- _OBJECTIVE_
Write out each of the rows below without changing a single character.

====== MATERIAL FOR THE TASK ======

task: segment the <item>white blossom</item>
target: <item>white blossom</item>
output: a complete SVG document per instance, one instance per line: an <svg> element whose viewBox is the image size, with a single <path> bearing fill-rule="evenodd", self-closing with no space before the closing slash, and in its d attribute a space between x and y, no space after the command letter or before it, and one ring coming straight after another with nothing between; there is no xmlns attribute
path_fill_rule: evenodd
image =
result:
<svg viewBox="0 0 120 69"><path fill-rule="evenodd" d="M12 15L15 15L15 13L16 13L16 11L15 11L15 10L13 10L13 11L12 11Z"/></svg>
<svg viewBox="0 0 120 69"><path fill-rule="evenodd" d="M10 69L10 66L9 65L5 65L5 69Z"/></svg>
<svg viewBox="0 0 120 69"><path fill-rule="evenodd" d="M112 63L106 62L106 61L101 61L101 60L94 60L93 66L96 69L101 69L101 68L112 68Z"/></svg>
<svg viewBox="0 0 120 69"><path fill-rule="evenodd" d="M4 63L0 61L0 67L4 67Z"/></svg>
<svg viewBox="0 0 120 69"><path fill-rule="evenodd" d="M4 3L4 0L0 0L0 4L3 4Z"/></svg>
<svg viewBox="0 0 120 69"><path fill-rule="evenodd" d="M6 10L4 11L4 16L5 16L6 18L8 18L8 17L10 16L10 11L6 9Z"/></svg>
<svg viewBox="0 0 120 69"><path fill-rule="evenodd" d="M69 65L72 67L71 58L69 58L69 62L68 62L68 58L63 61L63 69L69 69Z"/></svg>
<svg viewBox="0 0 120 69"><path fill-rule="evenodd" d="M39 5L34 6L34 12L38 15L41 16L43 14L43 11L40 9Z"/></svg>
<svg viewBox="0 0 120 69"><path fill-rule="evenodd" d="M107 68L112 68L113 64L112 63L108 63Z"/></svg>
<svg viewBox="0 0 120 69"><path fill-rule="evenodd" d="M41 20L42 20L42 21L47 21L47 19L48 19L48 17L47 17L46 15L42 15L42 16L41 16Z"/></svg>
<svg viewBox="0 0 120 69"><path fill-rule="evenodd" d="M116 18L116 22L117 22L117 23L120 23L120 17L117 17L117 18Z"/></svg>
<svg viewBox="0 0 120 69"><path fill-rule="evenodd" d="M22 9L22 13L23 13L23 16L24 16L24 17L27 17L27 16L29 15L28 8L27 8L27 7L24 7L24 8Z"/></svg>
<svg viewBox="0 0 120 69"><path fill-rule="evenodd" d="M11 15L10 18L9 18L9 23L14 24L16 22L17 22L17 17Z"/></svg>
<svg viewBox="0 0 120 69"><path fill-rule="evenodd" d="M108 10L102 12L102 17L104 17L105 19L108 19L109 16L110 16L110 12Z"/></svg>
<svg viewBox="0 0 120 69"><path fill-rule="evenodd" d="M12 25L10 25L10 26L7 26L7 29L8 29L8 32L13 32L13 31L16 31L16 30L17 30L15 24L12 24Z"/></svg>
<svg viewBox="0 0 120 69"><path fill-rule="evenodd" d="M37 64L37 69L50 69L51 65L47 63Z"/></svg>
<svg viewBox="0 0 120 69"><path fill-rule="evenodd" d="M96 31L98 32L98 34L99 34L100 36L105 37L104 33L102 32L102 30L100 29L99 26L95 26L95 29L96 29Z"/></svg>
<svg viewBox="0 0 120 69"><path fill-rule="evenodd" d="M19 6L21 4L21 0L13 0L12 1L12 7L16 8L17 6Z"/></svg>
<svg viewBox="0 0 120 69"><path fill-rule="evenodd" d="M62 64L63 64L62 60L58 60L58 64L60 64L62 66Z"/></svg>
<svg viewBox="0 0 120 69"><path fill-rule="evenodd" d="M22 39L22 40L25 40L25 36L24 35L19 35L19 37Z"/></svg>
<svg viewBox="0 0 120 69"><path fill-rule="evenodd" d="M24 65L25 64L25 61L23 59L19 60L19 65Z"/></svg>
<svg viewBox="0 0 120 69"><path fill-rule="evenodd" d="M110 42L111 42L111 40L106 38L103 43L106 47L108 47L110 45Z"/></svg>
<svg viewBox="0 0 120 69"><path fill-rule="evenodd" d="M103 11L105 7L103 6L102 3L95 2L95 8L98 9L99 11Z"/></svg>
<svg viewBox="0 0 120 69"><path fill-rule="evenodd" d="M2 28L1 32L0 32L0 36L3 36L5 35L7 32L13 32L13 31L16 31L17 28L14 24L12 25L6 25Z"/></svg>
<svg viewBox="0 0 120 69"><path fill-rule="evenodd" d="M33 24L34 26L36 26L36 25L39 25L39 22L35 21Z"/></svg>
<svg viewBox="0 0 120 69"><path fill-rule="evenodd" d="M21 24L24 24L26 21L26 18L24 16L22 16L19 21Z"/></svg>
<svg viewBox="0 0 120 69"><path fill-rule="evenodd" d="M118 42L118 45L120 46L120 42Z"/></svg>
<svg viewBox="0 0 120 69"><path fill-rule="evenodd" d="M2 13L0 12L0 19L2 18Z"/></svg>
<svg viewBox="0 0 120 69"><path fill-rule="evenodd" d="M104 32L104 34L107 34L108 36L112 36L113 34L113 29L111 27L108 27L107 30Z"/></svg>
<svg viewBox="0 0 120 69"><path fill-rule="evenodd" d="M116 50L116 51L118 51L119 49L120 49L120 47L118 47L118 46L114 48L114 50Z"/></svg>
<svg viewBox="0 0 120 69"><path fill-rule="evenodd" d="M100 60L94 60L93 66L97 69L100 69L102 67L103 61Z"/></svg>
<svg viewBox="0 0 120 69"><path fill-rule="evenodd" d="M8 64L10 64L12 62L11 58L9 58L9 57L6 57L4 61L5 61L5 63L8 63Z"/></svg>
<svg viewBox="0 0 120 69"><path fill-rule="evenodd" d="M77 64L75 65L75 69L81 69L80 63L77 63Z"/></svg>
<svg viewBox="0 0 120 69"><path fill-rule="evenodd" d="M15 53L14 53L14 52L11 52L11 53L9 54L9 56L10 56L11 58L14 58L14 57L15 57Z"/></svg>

======

- _COMPLETE ANSWER_
task: segment the <item>white blossom</item>
target: <item>white blossom</item>
output: a complete SVG document per instance, one instance per line: an <svg> element whose viewBox is the image size, with a single <path> bearing fill-rule="evenodd", self-closing with no space before the closing slash, and in its d attribute a space between x and y, no space after the command letter or before it, and one ring coming straight after another with nothing between; there is no xmlns attribute
path_fill_rule: evenodd
image =
result:
<svg viewBox="0 0 120 69"><path fill-rule="evenodd" d="M12 15L15 15L15 13L16 13L16 11L15 11L15 10L13 10L13 11L12 11Z"/></svg>
<svg viewBox="0 0 120 69"><path fill-rule="evenodd" d="M10 69L10 66L9 65L5 65L5 69Z"/></svg>
<svg viewBox="0 0 120 69"><path fill-rule="evenodd" d="M112 63L106 62L106 61L101 61L101 60L94 60L93 66L96 69L101 69L101 68L112 68Z"/></svg>
<svg viewBox="0 0 120 69"><path fill-rule="evenodd" d="M4 63L0 61L0 67L4 67Z"/></svg>
<svg viewBox="0 0 120 69"><path fill-rule="evenodd" d="M4 3L4 0L0 0L0 4L3 4Z"/></svg>
<svg viewBox="0 0 120 69"><path fill-rule="evenodd" d="M6 10L4 11L4 16L5 16L6 18L8 18L8 17L10 16L10 11L6 9Z"/></svg>
<svg viewBox="0 0 120 69"><path fill-rule="evenodd" d="M69 65L72 67L71 58L69 58L69 62L68 62L68 58L63 61L63 69L69 69Z"/></svg>
<svg viewBox="0 0 120 69"><path fill-rule="evenodd" d="M39 5L34 6L34 12L38 15L41 16L43 14L43 11L40 9Z"/></svg>
<svg viewBox="0 0 120 69"><path fill-rule="evenodd" d="M107 68L112 68L113 64L112 63L108 63Z"/></svg>
<svg viewBox="0 0 120 69"><path fill-rule="evenodd" d="M41 20L42 20L42 21L47 21L47 19L48 19L48 17L47 17L46 15L42 15L42 16L41 16Z"/></svg>
<svg viewBox="0 0 120 69"><path fill-rule="evenodd" d="M116 18L116 22L117 22L117 23L120 23L120 17L117 17L117 18Z"/></svg>
<svg viewBox="0 0 120 69"><path fill-rule="evenodd" d="M22 9L22 13L23 13L23 16L24 16L24 17L27 17L27 16L29 15L28 8L27 8L27 7L24 7L24 8Z"/></svg>
<svg viewBox="0 0 120 69"><path fill-rule="evenodd" d="M11 15L10 18L9 18L9 23L14 24L16 22L17 22L17 17Z"/></svg>
<svg viewBox="0 0 120 69"><path fill-rule="evenodd" d="M108 10L102 12L102 17L104 17L105 19L108 19L109 16L110 16L110 12Z"/></svg>
<svg viewBox="0 0 120 69"><path fill-rule="evenodd" d="M12 25L10 25L10 26L7 26L7 29L8 29L8 32L13 32L13 31L16 31L16 30L17 30L15 24L12 24Z"/></svg>
<svg viewBox="0 0 120 69"><path fill-rule="evenodd" d="M37 64L37 69L50 69L51 65L47 63Z"/></svg>
<svg viewBox="0 0 120 69"><path fill-rule="evenodd" d="M96 31L98 32L98 34L99 34L100 36L105 37L104 33L102 32L102 30L100 29L99 26L95 26L95 29L96 29Z"/></svg>
<svg viewBox="0 0 120 69"><path fill-rule="evenodd" d="M19 6L21 4L21 0L13 0L12 1L12 7L16 8L17 6Z"/></svg>
<svg viewBox="0 0 120 69"><path fill-rule="evenodd" d="M62 64L63 64L62 60L58 60L58 64L60 64L62 66Z"/></svg>
<svg viewBox="0 0 120 69"><path fill-rule="evenodd" d="M22 39L22 40L25 40L25 36L24 35L19 35L19 37Z"/></svg>
<svg viewBox="0 0 120 69"><path fill-rule="evenodd" d="M24 65L25 64L25 61L23 59L19 60L19 65Z"/></svg>
<svg viewBox="0 0 120 69"><path fill-rule="evenodd" d="M110 42L111 42L111 40L106 38L103 43L106 47L108 47L110 45Z"/></svg>
<svg viewBox="0 0 120 69"><path fill-rule="evenodd" d="M103 11L105 7L103 6L102 3L95 2L95 8L98 9L99 11Z"/></svg>
<svg viewBox="0 0 120 69"><path fill-rule="evenodd" d="M2 28L1 32L0 32L0 36L3 36L5 35L7 32L13 32L13 31L16 31L17 28L14 24L12 25L6 25Z"/></svg>
<svg viewBox="0 0 120 69"><path fill-rule="evenodd" d="M33 24L34 26L36 26L36 25L39 25L39 22L35 21Z"/></svg>
<svg viewBox="0 0 120 69"><path fill-rule="evenodd" d="M21 24L24 24L26 21L26 18L24 16L22 16L19 21Z"/></svg>
<svg viewBox="0 0 120 69"><path fill-rule="evenodd" d="M118 42L118 45L120 46L120 42Z"/></svg>
<svg viewBox="0 0 120 69"><path fill-rule="evenodd" d="M2 13L0 12L0 19L2 18Z"/></svg>
<svg viewBox="0 0 120 69"><path fill-rule="evenodd" d="M104 32L104 34L107 34L108 36L112 36L113 34L113 29L111 27L108 27L107 30Z"/></svg>
<svg viewBox="0 0 120 69"><path fill-rule="evenodd" d="M116 50L116 51L118 51L119 49L120 49L120 47L118 47L118 46L114 48L114 50Z"/></svg>
<svg viewBox="0 0 120 69"><path fill-rule="evenodd" d="M100 60L94 60L93 66L97 69L100 69L102 67L103 61Z"/></svg>
<svg viewBox="0 0 120 69"><path fill-rule="evenodd" d="M8 64L10 64L12 62L11 58L9 58L9 57L6 57L4 61L5 61L5 63L8 63Z"/></svg>
<svg viewBox="0 0 120 69"><path fill-rule="evenodd" d="M77 64L75 65L75 69L81 69L80 63L77 63Z"/></svg>
<svg viewBox="0 0 120 69"><path fill-rule="evenodd" d="M15 53L14 53L14 52L11 52L11 53L9 54L9 56L10 56L11 58L14 58L14 57L15 57Z"/></svg>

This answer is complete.